## REQUIREMENTS:
Recast every line of all the entries below as one numbered list, leaving out any blank lines.

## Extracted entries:
=-=-=-=-=

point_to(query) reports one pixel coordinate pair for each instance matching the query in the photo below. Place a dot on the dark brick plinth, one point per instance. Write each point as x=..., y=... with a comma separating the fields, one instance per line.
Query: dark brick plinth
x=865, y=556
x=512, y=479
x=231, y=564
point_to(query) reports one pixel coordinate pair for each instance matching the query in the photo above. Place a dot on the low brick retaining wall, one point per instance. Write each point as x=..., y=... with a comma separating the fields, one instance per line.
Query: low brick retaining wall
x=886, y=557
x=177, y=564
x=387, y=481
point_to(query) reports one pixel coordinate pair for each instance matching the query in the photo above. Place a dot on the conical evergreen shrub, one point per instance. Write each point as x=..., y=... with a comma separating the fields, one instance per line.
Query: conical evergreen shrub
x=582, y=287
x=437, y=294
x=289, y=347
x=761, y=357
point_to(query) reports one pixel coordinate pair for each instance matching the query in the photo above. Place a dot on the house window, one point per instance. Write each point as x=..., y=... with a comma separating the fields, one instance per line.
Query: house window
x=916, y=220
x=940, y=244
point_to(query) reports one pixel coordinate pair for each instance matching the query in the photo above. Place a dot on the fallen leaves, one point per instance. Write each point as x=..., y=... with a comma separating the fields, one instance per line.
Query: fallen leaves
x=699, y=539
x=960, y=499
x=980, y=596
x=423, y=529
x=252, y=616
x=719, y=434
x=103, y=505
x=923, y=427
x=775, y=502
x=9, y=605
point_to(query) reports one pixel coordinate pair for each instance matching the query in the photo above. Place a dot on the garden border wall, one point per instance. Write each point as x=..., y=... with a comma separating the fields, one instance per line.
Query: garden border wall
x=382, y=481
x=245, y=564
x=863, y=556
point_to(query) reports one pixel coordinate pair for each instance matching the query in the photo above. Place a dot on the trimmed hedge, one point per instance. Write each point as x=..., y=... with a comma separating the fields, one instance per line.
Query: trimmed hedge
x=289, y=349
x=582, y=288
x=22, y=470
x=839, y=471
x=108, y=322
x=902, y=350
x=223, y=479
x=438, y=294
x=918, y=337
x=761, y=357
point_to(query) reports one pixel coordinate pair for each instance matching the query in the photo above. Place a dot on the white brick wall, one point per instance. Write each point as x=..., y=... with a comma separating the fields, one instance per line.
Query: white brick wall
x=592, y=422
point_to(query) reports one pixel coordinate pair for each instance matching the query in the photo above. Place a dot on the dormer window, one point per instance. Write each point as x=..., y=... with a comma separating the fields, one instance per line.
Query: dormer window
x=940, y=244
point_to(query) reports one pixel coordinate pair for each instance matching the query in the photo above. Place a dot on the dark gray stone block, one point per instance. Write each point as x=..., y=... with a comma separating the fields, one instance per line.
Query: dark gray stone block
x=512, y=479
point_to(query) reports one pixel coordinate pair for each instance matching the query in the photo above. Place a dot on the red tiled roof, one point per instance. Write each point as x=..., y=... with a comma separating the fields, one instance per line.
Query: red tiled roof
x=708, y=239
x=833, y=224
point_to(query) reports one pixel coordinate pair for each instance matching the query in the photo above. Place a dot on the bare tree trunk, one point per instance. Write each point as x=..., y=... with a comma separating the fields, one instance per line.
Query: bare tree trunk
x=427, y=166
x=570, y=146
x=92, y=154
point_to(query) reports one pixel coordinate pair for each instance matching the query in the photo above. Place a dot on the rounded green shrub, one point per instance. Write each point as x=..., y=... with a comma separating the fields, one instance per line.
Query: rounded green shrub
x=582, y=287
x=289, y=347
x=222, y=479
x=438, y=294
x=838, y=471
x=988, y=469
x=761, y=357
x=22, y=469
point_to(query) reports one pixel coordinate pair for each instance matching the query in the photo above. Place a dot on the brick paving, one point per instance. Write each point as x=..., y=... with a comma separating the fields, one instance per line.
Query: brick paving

=-=-=-=-=

## ANSWER TO THE PROBLEM:
1. point_to(query) reports one pixel coordinate pair for each instance matching the query in the photo below. Place a dot on the dark brick plinth, one point per instance. Write each point as x=..., y=... with a comma separating the fields, one instance per line.
2. Query: dark brick plinth
3. x=865, y=556
4. x=512, y=479
5. x=231, y=564
6. point_to(query) reports one pixel coordinate pair for each instance matching the query in the photo above. Place a dot on the low brick retaining wall, one point per instance. Write each point as x=..., y=... with a comma separating the fields, one instance per line.
7. Query: low brick retaining wall
8. x=886, y=557
9. x=177, y=564
10. x=387, y=481
11. point_to(query) reports one pixel coordinate pair for each instance matching the query in the photo above. Place a dot on the conical evergreen shrub, one point per instance. Write each point as x=..., y=... with a comma separating the fields, one instance per line.
12. Query: conical evergreen shrub
13. x=582, y=287
14. x=437, y=294
15. x=289, y=347
16. x=761, y=357
17. point_to(query) reports one pixel coordinate pair for each instance matching the query in the photo above. Place a dot on the house window, one point per instance. Write each point as x=..., y=... with a comma separating the fields, one instance per line.
18. Query: house window
19. x=916, y=220
20. x=940, y=244
21. point_to(query) reports one pixel coordinate pair for each instance matching the query in the photo above. Place a dot on the fallen leaves, one point per instance. Write each point as x=..., y=... with a comma separating the fields, one instance per line.
22. Query: fallen leaves
23. x=699, y=539
24. x=960, y=499
25. x=980, y=596
26. x=423, y=529
27. x=252, y=616
28. x=719, y=434
29. x=103, y=505
30. x=923, y=427
31. x=775, y=502
32. x=9, y=605
33. point_to(query) reports one pixel coordinate pair for each instance matching the query in the photo above. Place a dot on the garden border wall, one point per instance. Write each point as x=..., y=... with a comma separating the fields, one instance per line.
34. Query: garden border wall
35. x=382, y=481
36. x=245, y=564
37. x=863, y=556
38. point_to(query) reports one pixel coordinate pair for each instance matching the query in the photo above. Place a dot on the trimmed hedge, one point per instance. Write each point as x=..., y=... with a comma separating the fields, one instance per line.
39. Query: trimmed hedge
40. x=289, y=349
41. x=582, y=288
42. x=22, y=470
43. x=839, y=471
44. x=108, y=322
45. x=902, y=350
46. x=223, y=479
47. x=438, y=294
48. x=918, y=337
49. x=761, y=357
50. point_to(query) reports one pixel coordinate pair for each instance matching the query in the photo above. Place a dot on the white brick wall, one point per instance. Write each point as x=..., y=... with a comma separating the fields, one instance per line.
51. Query: white brick wall
52. x=592, y=422
53. point_to(query) reports one pixel coordinate pair for each instance matching the query in the photo above. Place a dot on the dormer window, one point per instance. Write each point as x=..., y=... with a comma separating the fields, one instance per line.
54. Query: dormer window
55. x=940, y=244
56. point_to(query) reports one pixel coordinate pair for each instance matching the query in the photo above. Place a dot on the dark gray stone block, one point per instance. Write each point as x=..., y=... with a comma separating the fields, one instance per line.
57. Query: dark gray stone block
58. x=512, y=479
59. point_to(query) reports one pixel coordinate pair for each instance matching the query in the photo above. Place a dot on the red tiled roof, one point per instance. Write each point as x=..., y=... with a comma separating the fields, one instance per line.
60. Query: red tiled roof
61. x=708, y=239
62. x=833, y=224
63. point_to(query) reports one pixel coordinate pair for each instance matching the query in the photo above. Place a dot on the bare tree trunk, one point per instance. Write each point as x=..., y=... with a comma separating the fields, one instance per line.
64. Query: bare tree trunk
65. x=427, y=166
66. x=570, y=146
67. x=92, y=154
68. point_to(query) reports one pixel coordinate pair for each instance matching the query in the photo above. Place a dot on the rounded green shrub, one point per instance. Write each point as x=..., y=... with a comma separating the fields, one instance per line.
69. Query: rounded green shrub
70. x=582, y=287
71. x=289, y=347
72. x=222, y=479
73. x=438, y=294
74. x=838, y=471
75. x=988, y=469
76. x=761, y=357
77. x=22, y=469
78. point_to(query) reports one pixel coordinate pair for each instance matching the query in the photo above. Place a dot on the brick paving, one point per instance. Write each point as x=..., y=... with a comma separating the fields, one instance per line.
79. Query: brick paving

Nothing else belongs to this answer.